DATA FOR THIS TASK:
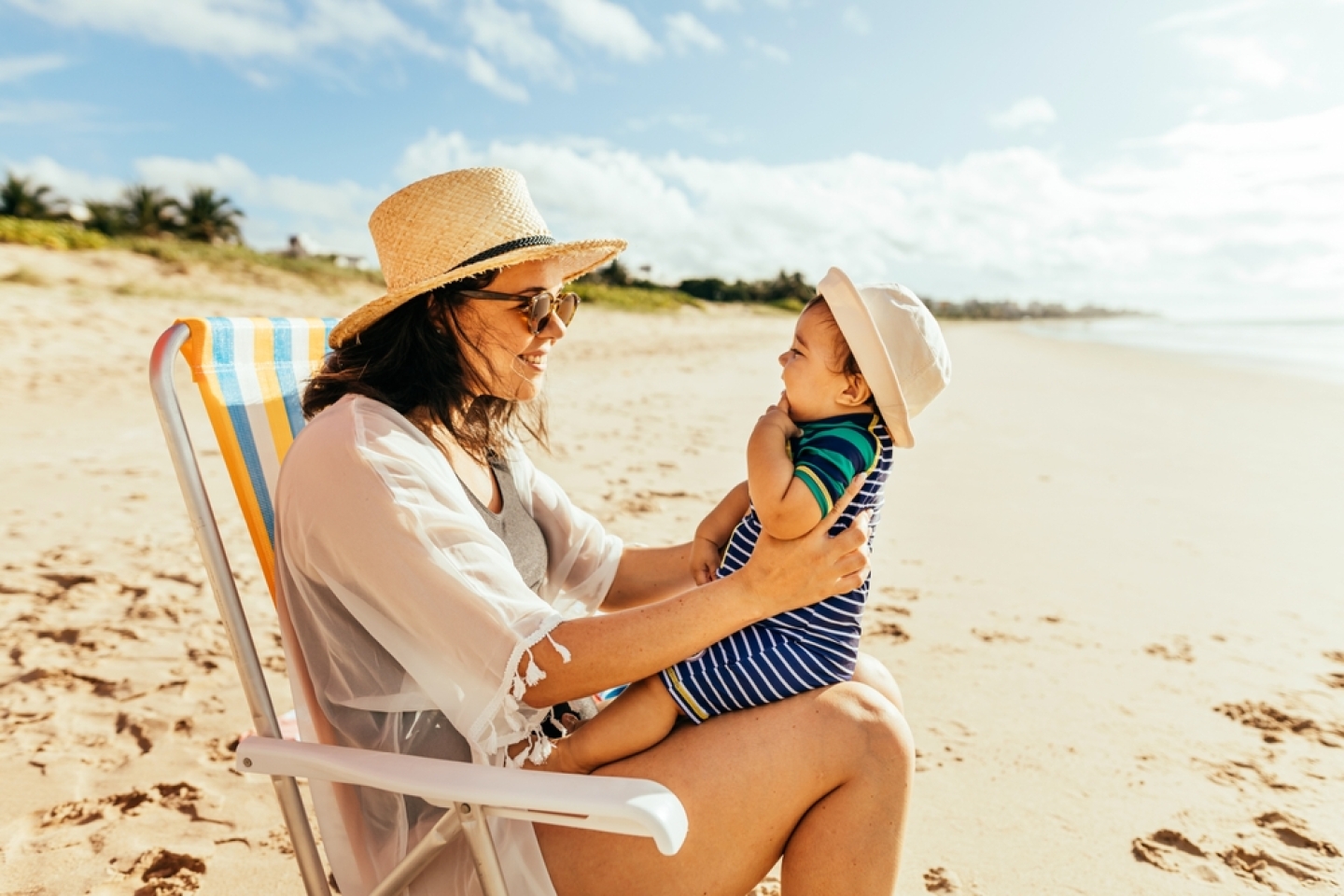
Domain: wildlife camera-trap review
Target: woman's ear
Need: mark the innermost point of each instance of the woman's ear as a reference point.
(857, 391)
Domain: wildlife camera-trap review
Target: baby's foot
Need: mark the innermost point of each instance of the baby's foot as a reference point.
(562, 759)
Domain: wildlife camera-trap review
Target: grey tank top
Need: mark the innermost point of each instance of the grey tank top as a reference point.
(515, 526)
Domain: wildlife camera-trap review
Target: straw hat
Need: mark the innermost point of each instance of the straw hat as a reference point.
(898, 347)
(457, 225)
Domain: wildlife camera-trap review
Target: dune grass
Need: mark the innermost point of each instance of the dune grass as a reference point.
(182, 254)
(633, 299)
(50, 234)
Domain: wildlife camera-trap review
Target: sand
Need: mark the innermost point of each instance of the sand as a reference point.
(1106, 580)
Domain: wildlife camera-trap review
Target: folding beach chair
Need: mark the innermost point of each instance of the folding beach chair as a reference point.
(250, 371)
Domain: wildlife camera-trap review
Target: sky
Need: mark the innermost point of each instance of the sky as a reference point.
(1184, 156)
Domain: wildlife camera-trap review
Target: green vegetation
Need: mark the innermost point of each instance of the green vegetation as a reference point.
(241, 259)
(633, 299)
(182, 254)
(21, 198)
(50, 234)
(203, 230)
(613, 285)
(976, 309)
(790, 292)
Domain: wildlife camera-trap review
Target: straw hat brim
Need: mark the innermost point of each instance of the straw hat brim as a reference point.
(861, 332)
(580, 259)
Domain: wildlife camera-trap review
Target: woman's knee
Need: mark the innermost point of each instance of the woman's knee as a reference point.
(868, 719)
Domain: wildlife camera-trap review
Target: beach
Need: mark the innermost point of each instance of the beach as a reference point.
(1106, 580)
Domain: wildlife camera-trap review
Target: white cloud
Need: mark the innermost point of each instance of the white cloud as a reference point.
(1029, 110)
(608, 26)
(242, 28)
(510, 38)
(483, 73)
(1212, 14)
(1214, 219)
(19, 67)
(1209, 217)
(687, 33)
(767, 51)
(855, 21)
(1246, 55)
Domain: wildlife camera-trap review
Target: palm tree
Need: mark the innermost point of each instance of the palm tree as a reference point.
(19, 198)
(106, 217)
(149, 211)
(210, 217)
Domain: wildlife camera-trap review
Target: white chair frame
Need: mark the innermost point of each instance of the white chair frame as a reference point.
(469, 792)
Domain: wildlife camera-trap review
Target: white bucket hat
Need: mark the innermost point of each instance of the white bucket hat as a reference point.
(897, 343)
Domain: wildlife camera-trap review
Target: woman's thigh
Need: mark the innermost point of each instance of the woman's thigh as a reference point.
(745, 778)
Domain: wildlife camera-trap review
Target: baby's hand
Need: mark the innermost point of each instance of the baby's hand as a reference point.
(777, 415)
(705, 560)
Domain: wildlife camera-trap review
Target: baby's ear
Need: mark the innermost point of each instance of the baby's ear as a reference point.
(857, 391)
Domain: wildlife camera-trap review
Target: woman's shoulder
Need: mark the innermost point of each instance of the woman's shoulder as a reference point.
(353, 430)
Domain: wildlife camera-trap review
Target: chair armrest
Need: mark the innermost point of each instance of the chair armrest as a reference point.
(614, 805)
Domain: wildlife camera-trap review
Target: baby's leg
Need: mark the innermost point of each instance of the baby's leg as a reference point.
(636, 721)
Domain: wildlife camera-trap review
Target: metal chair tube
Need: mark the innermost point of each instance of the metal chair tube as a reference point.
(424, 852)
(477, 831)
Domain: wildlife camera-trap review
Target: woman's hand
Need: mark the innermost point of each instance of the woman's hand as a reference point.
(787, 575)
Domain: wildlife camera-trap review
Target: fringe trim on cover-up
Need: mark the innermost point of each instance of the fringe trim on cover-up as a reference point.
(509, 702)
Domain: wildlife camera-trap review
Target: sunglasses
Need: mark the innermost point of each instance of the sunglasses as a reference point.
(539, 309)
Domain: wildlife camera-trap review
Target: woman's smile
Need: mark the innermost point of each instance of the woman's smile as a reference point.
(535, 360)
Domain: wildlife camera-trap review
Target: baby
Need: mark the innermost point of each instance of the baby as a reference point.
(861, 366)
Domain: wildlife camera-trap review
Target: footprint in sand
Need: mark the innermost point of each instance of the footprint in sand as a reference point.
(162, 872)
(943, 880)
(1178, 651)
(1277, 853)
(1334, 679)
(991, 636)
(880, 621)
(1274, 723)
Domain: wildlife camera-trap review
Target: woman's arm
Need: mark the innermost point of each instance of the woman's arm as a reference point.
(613, 649)
(647, 575)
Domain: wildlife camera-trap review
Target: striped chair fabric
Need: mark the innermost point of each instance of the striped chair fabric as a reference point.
(250, 372)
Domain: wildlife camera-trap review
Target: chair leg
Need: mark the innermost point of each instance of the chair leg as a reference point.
(420, 856)
(483, 849)
(301, 835)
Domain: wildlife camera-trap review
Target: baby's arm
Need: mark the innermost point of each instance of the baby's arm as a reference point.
(712, 535)
(784, 503)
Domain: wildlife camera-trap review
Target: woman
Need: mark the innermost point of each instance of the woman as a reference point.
(439, 594)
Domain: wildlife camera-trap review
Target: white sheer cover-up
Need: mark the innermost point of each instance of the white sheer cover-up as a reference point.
(405, 621)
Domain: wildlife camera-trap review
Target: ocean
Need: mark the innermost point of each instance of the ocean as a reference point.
(1312, 348)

WHAT THIS TASK INVOLVES: Count the lines above that contain the word "grey", treating uppercase and lowercase as different, and reply with only the number.

RESULT OF THE TASK: 2